* **DIRECTIONS FOR THIS TASK**:
Format each line of the listing below as a string in a JSON list, one string per line, and leave out any blank lines.

☆ ☆ ☆

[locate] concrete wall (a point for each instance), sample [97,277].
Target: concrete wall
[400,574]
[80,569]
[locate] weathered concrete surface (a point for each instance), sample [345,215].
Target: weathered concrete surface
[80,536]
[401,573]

☆ ☆ ☆

* **SOLUTION TO THE EXERCISE**:
[
  "[locate] concrete wall (a point for each instance), sample [97,277].",
  "Target: concrete wall",
  "[400,574]",
  "[80,569]",
  "[locate] weathered concrete surface (a point for each instance), sample [345,215].",
  "Target: weathered concrete surface",
  "[80,536]",
  "[401,573]"
]